-- Opening Marker --
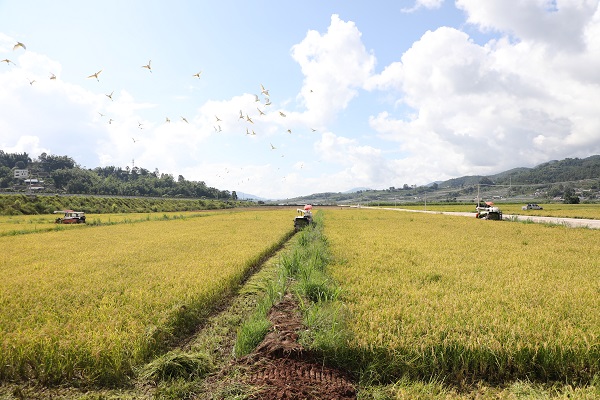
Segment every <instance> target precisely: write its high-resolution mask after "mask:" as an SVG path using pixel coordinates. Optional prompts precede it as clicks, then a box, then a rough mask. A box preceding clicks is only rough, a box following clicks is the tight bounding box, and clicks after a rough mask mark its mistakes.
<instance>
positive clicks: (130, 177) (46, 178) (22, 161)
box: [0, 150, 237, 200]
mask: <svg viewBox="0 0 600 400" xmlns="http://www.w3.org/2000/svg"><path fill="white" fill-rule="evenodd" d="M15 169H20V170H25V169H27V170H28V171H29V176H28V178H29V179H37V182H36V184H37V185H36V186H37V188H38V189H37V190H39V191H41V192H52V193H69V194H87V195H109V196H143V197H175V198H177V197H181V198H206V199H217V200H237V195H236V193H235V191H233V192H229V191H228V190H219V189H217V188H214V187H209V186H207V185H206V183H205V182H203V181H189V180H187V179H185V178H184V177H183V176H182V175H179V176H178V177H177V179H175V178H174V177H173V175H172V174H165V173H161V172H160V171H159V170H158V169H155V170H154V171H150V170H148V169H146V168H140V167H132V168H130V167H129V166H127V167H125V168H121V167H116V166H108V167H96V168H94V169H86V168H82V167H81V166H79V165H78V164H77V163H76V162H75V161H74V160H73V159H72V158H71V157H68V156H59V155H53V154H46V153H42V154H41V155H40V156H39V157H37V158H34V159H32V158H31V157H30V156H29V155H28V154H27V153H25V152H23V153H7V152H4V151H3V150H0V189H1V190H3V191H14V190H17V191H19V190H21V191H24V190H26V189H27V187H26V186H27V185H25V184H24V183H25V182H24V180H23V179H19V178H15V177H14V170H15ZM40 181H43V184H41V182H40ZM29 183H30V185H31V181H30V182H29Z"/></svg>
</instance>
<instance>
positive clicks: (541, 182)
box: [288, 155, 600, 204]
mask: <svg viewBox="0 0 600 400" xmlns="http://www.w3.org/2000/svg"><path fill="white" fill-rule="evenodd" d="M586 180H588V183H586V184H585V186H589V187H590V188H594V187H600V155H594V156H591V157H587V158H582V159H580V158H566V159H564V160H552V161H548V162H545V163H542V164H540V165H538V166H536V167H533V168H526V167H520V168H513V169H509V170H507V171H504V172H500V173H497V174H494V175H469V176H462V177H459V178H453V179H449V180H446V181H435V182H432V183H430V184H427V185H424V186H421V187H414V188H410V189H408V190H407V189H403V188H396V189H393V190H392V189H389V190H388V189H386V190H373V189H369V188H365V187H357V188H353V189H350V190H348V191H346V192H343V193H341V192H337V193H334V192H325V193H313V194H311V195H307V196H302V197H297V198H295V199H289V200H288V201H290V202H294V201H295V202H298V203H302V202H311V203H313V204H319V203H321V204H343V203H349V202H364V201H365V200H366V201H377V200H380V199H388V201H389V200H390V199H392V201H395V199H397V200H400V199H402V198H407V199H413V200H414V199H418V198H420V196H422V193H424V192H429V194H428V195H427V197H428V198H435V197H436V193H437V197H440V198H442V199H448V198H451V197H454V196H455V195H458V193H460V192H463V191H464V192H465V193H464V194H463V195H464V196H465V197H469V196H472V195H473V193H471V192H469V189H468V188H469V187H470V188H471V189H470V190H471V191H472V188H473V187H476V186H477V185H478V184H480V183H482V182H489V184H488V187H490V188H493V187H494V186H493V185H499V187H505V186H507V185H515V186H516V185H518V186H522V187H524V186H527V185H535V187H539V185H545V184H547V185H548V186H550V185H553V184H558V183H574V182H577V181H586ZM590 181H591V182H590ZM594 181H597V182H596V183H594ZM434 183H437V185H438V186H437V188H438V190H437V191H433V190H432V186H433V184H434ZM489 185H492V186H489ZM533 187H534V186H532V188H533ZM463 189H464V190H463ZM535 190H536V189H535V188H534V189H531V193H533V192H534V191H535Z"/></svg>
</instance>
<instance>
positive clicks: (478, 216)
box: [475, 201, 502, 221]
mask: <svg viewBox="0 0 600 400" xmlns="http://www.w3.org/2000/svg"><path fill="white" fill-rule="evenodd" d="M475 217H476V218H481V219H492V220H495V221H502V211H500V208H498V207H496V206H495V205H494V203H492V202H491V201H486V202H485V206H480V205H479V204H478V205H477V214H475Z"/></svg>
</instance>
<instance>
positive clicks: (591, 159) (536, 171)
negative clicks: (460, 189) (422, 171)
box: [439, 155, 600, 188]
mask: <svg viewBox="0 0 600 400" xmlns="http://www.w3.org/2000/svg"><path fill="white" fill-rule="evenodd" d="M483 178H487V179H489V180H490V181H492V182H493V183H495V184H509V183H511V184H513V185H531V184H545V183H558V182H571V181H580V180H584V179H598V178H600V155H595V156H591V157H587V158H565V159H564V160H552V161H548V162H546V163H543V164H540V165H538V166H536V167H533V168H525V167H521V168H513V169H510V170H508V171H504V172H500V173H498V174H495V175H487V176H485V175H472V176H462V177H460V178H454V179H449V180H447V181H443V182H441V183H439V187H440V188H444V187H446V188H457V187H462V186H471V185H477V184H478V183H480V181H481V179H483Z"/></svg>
-- Closing Marker --
Directive:
Starting at the beginning of the listing and going through the line containing "box: [0, 150, 237, 200]", put each line into a JSON list of strings, one string per line, with blank lines left out. Omit the pictures.

Solution to this problem:
[
  "Segment every <instance> target precisely: write its high-resolution mask after \"mask:\" as an SVG path using pixel coordinates. Optional prompts precede it as clicks, then a box, then a rough mask. A box preceding clicks is only rough, a box following clicks is the tight bounding box, and clicks after a rough mask mark its mistakes.",
  "<instance>",
  "positive clicks: (130, 177) (46, 178) (22, 161)",
  "box: [0, 150, 237, 200]"
]